____ DATA ENTRIES

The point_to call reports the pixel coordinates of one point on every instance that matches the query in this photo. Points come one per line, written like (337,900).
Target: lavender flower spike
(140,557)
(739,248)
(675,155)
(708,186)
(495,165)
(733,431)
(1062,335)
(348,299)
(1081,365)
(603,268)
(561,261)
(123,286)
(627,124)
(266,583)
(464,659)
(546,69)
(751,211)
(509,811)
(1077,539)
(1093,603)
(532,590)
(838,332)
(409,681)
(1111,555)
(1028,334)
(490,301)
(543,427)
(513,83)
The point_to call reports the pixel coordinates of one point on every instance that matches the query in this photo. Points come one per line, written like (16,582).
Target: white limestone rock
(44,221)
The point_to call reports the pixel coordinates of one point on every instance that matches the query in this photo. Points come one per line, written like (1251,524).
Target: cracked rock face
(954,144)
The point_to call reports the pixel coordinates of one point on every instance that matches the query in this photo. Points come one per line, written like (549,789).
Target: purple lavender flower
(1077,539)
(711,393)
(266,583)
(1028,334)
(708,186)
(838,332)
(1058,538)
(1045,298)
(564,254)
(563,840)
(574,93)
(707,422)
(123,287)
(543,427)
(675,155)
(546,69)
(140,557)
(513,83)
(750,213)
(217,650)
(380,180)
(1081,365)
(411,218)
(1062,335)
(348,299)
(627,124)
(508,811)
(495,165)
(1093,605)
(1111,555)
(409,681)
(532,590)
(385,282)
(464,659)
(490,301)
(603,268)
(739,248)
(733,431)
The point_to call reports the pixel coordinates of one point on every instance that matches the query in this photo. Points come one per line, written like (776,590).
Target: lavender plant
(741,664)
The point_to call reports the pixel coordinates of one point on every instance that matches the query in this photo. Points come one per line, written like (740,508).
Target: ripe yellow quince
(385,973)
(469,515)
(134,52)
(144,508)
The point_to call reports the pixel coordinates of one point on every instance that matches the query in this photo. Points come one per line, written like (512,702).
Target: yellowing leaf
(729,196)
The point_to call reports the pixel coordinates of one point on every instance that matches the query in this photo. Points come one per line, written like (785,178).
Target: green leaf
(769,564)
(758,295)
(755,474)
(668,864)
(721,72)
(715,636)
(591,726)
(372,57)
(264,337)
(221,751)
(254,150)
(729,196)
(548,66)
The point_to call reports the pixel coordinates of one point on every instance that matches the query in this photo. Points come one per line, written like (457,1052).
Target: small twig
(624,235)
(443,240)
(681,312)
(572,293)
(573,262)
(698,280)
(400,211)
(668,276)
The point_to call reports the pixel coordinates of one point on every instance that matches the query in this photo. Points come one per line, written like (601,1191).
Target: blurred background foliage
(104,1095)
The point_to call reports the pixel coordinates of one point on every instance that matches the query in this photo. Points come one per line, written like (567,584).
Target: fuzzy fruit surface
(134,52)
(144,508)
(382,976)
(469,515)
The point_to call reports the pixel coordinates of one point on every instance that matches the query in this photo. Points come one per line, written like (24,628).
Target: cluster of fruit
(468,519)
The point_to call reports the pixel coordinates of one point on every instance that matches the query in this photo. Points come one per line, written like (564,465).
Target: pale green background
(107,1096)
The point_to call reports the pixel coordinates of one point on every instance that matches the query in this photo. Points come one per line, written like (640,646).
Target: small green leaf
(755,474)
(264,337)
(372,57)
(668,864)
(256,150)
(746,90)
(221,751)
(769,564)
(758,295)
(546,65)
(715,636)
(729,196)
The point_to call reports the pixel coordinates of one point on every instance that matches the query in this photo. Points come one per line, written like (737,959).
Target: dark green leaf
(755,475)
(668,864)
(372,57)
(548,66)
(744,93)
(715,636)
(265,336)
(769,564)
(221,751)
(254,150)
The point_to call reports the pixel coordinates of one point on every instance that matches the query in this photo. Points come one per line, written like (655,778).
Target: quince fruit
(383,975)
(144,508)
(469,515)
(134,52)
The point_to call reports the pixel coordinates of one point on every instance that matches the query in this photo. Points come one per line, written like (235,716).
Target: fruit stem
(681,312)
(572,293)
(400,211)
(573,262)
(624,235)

________

> **WRITTEN PROBLEM**
Retype nothing except the lines from the line holding "written like (24,628)." through the last line of the entries, both included.

> **THE REPLY**
The point_to call reports the pixel coordinates of one point on every instance that matches the query in this photo. Points come one per line, written like (24,628).
Target: cluster of fruit
(468,519)
The point_to call reports the pixel coordinates of one point on every instance that matches the query in this photo. Points come one per line, written like (564,465).
Target: pale green background
(107,1096)
The point_to call reports the pixel coordinates of one point on every instance that matches the query in this photo. Points come one per line, written like (640,646).
Target: small green leaf
(755,474)
(264,337)
(372,57)
(668,864)
(256,150)
(746,90)
(221,751)
(769,564)
(758,295)
(546,65)
(715,636)
(729,196)
The point_to call reports the pixel coordinates of one point on every instance that matches the query in this photo. Points come one per line, written like (737,959).
Target: dark green leaf
(755,475)
(668,864)
(372,57)
(548,66)
(744,93)
(715,636)
(265,336)
(769,564)
(221,751)
(254,150)
The point_to call reports the pixel coordinates of one point on every instance that matches the query in this photo. Points come one per line, written like (655,778).
Target: quince fruit
(383,975)
(144,508)
(469,515)
(134,52)
The point_to call reports the pixel coordinates of one point on every instance that matches the query in this photo. Points come one per line, written like (235,716).
Target: fruit stem
(681,312)
(572,293)
(400,211)
(573,262)
(624,235)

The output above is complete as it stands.